* Do this *
Copy the data below word for word, leaving out the picture.

* The records *

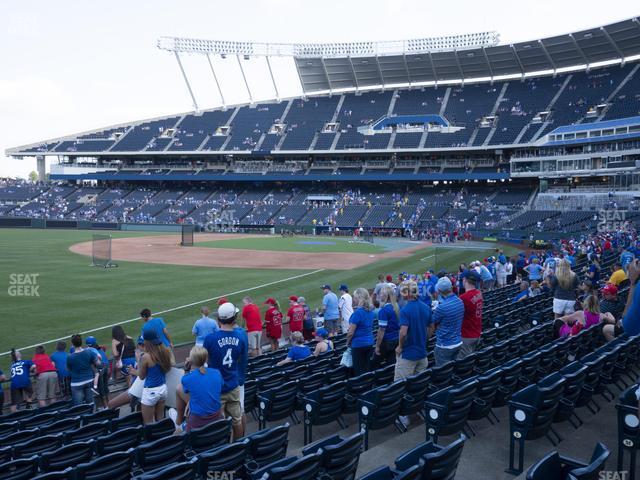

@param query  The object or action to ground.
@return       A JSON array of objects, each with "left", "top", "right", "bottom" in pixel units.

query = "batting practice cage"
[
  {"left": 91, "top": 234, "right": 118, "bottom": 268},
  {"left": 180, "top": 225, "right": 195, "bottom": 247}
]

* Response to the exercise *
@param query  The object or action to ground.
@return       A JSON array of objects, each with "left", "top", "right", "bottom" in pixel units.

query = "batting practice cage"
[
  {"left": 91, "top": 234, "right": 118, "bottom": 268},
  {"left": 180, "top": 225, "right": 195, "bottom": 247}
]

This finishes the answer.